[Selected extract Boundary: Start]
Few-Shot Learning and Structured Output

Few-shot prompting gives a model examples of the task before asking it to complete a new case. Instead of only describing what you want, you show the model the pattern.

This is especially useful when the task has a custom format, subtle categories, domain-specific labels, or edge cases that are difficult to explain in abstract instructions.

For example, suppose you want to extract the topic and sentiment from product reviews. A few-shot prompt might look like this:

Extract the topic and sentiment from each review.
Sentiment must be Positive, Neutral, or Negative.

Review: "The battery lasts all day, but the screen scratches easily."
Topic: battery life, screen durability
Sentiment: Neutral

Review: "Customer support solved my issue in five minutes."
Topic: customer support
Sentiment: Positive

Review: "The app crashes every time I upload a file."
Topic: app stability, file upload
Sentiment: Negative

Review: "Setup took a while, but now it works as expected."
Topic:
Sentiment:

Structured output means asking the model to return data in a predictable format, such as JSON, XML, Markdown tables, or tool-call arguments. In software applications, structured output is often more valuable than prose because it can be parsed, validated, stored, and passed to other systems.

Common structured output techniques include:

Explicit format instructions
JSON mode
Function calling or tool use
Schema validation
Output parsers such as Pydantic models

Choosing good few-shot examples

Few-shot examples are training data inside the prompt. Their quality matters.

Good examples should be:

Representative — they match the real inputs the application will receive.
Diverse — they cover different categories, lengths, tones, and formats.
Edge-aware — they include ambiguous or difficult cases.
Consistent — labels and formatting are applied the same way every time.
Minimal — they teach the pattern without wasting tokens.

For classification tasks, include at least one example for each label. If the model must distinguish between Neutral and Mixed, include examples that show the difference. If the model must extract missing values as null, include an example where a field is absent.

Ordering can also matter. Models often pay strong attention to recent examples. Put the most important or most similar examples near the end, but avoid making the final example so dominant that the model copies it too closely.

Label bias and how to avoid it

Label bias occurs when the examples or prompt wording make the model prefer one label too often. For example, if your few-shot prompt contains five Positive examples and one Negative example, the model may over-predict Positive.

Bias can also come from label wording. A label like Critical may sound more urgent than High, even if your business rules define them differently.

To reduce label bias:

- Balance examples across labels.
- Use clear label definitions.
- Include borderline cases.
- Randomize or test example order.
- Evaluate with a labeled test set.
- Avoid emotionally loaded labels unless intended.

For production classification, prompts alone are not enough. You should measure accuracy, confusion patterns, and failure cases.
[Selected extract Boundary: End]
_Required tasks_.
- a) In the page on few-shot learning and structured output, what does the model tend to do if a few-shot prompt holds five Positive examples and one Negative example?
- b) Extend the page on few-shot learning and structured output, picking up after its final sentence.
[Excerpted records Boundary: Start]
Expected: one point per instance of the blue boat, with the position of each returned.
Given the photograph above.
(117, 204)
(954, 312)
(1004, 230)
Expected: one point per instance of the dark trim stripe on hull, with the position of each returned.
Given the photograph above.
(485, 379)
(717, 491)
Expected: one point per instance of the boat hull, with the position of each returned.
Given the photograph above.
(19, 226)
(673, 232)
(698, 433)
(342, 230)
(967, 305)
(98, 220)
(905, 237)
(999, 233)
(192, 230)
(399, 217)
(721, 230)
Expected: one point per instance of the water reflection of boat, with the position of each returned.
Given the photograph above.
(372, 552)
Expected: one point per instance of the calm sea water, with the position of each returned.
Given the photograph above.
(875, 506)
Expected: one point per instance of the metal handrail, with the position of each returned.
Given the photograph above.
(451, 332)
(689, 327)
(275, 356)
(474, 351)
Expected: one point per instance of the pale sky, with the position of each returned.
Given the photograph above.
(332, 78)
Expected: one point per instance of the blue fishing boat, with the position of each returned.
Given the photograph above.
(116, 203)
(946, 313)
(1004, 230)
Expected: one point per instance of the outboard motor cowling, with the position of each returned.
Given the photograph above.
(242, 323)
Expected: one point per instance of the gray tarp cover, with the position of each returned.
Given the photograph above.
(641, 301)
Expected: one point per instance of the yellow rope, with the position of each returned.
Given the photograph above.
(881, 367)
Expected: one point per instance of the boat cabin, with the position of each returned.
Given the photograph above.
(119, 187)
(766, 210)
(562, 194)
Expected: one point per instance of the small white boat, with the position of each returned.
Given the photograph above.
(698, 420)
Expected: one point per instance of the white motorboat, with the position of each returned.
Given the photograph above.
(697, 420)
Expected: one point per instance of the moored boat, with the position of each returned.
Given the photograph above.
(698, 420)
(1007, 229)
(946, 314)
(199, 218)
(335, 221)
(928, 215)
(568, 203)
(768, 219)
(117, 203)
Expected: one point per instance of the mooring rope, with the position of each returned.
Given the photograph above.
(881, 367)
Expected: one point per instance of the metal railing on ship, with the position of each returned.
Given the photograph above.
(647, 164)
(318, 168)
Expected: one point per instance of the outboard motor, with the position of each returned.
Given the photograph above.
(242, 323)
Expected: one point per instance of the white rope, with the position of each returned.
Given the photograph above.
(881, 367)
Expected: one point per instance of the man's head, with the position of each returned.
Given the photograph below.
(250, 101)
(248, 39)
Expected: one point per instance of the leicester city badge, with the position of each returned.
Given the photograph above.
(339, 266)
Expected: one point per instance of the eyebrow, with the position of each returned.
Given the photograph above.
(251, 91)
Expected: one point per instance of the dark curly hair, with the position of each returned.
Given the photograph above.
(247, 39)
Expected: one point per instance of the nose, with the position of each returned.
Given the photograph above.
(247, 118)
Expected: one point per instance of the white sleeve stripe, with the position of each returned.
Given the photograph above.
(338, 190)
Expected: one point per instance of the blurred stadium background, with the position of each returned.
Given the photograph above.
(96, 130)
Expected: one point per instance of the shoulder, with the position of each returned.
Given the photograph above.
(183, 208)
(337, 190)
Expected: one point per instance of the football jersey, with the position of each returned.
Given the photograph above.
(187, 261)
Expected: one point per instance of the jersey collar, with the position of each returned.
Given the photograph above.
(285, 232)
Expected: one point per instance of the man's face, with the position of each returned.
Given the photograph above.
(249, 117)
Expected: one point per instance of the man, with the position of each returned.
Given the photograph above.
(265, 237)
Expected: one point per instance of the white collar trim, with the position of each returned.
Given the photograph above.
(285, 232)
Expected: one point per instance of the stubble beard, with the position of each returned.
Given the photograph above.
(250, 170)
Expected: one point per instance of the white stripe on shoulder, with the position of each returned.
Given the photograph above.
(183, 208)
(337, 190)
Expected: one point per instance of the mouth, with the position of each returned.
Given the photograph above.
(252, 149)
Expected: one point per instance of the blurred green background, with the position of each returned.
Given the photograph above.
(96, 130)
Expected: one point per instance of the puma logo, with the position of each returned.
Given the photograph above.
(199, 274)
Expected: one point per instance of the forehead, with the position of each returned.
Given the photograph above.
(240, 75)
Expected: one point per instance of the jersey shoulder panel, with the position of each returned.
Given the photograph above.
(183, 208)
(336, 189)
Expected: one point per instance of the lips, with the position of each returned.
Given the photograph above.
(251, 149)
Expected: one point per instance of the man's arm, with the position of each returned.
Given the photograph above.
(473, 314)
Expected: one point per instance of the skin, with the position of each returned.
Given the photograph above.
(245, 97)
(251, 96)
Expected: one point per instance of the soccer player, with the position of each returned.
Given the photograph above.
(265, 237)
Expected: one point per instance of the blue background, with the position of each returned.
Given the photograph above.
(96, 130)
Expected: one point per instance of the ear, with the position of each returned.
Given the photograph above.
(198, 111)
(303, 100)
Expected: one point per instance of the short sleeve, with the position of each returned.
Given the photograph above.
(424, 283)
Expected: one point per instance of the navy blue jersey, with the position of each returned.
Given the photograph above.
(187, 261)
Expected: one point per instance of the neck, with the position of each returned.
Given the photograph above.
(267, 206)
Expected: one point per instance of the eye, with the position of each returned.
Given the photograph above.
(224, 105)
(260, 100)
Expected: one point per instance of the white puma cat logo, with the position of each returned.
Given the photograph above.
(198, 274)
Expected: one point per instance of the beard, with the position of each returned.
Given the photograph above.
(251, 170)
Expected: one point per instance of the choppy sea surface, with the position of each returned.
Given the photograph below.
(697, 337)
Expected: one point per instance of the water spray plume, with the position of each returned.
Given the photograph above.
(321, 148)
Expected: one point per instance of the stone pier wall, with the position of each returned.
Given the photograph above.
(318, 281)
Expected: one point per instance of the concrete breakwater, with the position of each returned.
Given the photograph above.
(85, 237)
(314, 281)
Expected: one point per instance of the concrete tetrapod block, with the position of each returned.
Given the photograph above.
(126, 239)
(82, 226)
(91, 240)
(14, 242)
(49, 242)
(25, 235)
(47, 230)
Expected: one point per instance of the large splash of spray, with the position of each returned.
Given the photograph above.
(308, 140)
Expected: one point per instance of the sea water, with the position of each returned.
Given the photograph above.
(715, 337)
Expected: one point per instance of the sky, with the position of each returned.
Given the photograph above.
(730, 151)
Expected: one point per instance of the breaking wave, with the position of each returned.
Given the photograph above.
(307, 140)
[Excerpted records Boundary: End]
_Answers to this exercise_.
- a) It may over-predict Positive.

- b)
Function calling for structured extraction

Function calling is often more robust than asking the model to write JSON manually. You define a tool schema, and the model returns structured arguments.

Example: extract a contact record from unstructured text.

{
  "model": "example-llm",
  "temperature": 0.1,
  "messages": [
    {
      "role": "system",
      "content": "Extract contact information from user-provided text. Use null for missing fields. Do not invent information."
    },
    {
      "role": "user",
      "content": "Maria Chen from Northstar Labs can be reached at maria.chen@example.com. She is interested in an enterprise demo next week."
    }
  ],
  "tools": [
    {
      "type": "function",
      "function": {
        "name": "create_contact_record",
        "description": "Create a structured contact record from unstructured text.",
        "parameters": {
          "type": "object",
          "properties": {
            "full_name": {
              "type": "string",
              "description": "The person's full name."
            },
            "company": {
              "type": ["string", "null"],
              "description": "The company or organization, if provided."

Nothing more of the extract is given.